Repeat every one of the items below word for word, changing nothing.
···
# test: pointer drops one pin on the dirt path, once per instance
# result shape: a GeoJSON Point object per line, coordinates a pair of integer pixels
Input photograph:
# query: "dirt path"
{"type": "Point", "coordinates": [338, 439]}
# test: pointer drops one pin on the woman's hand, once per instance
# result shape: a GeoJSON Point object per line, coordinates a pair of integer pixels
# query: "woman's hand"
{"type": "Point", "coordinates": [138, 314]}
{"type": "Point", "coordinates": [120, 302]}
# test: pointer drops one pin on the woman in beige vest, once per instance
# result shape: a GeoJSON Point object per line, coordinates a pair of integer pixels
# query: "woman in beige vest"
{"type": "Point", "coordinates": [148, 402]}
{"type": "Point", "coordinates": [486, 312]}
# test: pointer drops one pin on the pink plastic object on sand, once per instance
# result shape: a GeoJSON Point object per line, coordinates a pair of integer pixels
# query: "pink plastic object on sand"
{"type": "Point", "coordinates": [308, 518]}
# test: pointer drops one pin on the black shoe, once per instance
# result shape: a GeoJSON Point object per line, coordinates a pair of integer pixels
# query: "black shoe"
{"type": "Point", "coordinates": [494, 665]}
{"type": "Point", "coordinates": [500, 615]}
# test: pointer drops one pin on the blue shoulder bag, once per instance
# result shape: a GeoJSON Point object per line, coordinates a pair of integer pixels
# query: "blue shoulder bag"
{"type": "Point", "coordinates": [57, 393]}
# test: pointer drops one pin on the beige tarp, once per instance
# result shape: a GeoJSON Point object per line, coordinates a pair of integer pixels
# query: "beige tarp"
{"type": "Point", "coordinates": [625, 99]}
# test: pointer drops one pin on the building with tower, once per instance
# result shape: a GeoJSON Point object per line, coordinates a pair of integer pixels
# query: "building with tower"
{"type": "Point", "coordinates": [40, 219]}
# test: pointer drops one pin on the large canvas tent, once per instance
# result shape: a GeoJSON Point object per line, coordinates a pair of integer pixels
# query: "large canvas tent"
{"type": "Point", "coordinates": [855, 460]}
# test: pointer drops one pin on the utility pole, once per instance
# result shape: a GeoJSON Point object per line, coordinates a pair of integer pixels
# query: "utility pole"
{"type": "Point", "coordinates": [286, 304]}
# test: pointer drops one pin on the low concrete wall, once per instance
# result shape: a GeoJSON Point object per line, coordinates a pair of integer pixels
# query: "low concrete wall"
···
• [Completed task]:
# test: pointer drops one pin on the dirt path, once per instance
# result shape: a GeoJSON Point object per line, coordinates a pair of integer pixels
Input photograph:
# query: "dirt path"
{"type": "Point", "coordinates": [338, 439]}
# test: pointer drops one pin on the woman's hand, once per instance
# result shape: a GeoJSON Point object per line, coordinates a pair of integer pixels
# query: "woman's hand"
{"type": "Point", "coordinates": [138, 314]}
{"type": "Point", "coordinates": [120, 302]}
# test: pointer drops one pin on the woman in beige vest, once per instance
# result shape: a GeoJSON Point object per line, coordinates a pair of integer pixels
# query: "woman in beige vest"
{"type": "Point", "coordinates": [148, 402]}
{"type": "Point", "coordinates": [486, 312]}
# test: pointer drops one pin on the pink plastic object on sand, once per instance
# result shape: a GeoJSON Point object per line, coordinates a pair of integer pixels
# query: "pink plastic object on sand"
{"type": "Point", "coordinates": [308, 518]}
# test: pointer drops one pin on the black shoe, once per instance
# result shape: a GeoJSON Point object per line, coordinates a pair of integer pixels
# query: "black shoe"
{"type": "Point", "coordinates": [494, 665]}
{"type": "Point", "coordinates": [500, 615]}
# test: pointer drops one pin on the blue shoulder bag, once per instance
# result shape: a GeoJSON Point object per line, coordinates a pair of integer pixels
# query: "blue shoulder bag"
{"type": "Point", "coordinates": [57, 393]}
# test: pointer drops one pin on the beige tarp, once per instance
# result shape: a GeoJSON Point object per line, coordinates a pair of integer pixels
# query: "beige tarp"
{"type": "Point", "coordinates": [625, 99]}
# test: pointer drops one pin on the building with tower, once per instance
# result shape: a GeoJSON Point object per line, coordinates a pair of integer pixels
# query: "building with tower"
{"type": "Point", "coordinates": [40, 219]}
# test: pointer drops one pin on the large canvas tent, once per instance
# result shape: a GeoJSON Point object per line, coordinates a pair of integer pixels
# query: "large canvas tent"
{"type": "Point", "coordinates": [855, 460]}
# test: pointer drops one pin on the utility pole, once per instance
# result shape: a GeoJSON Point object per line, coordinates a pair of integer pixels
# query: "utility pole"
{"type": "Point", "coordinates": [286, 304]}
# test: pointer drops one pin on the low concrete wall, once per instance
# result shape: a GeoJSON Point object per line, coordinates a pair of integer pixels
# query: "low concrete wall"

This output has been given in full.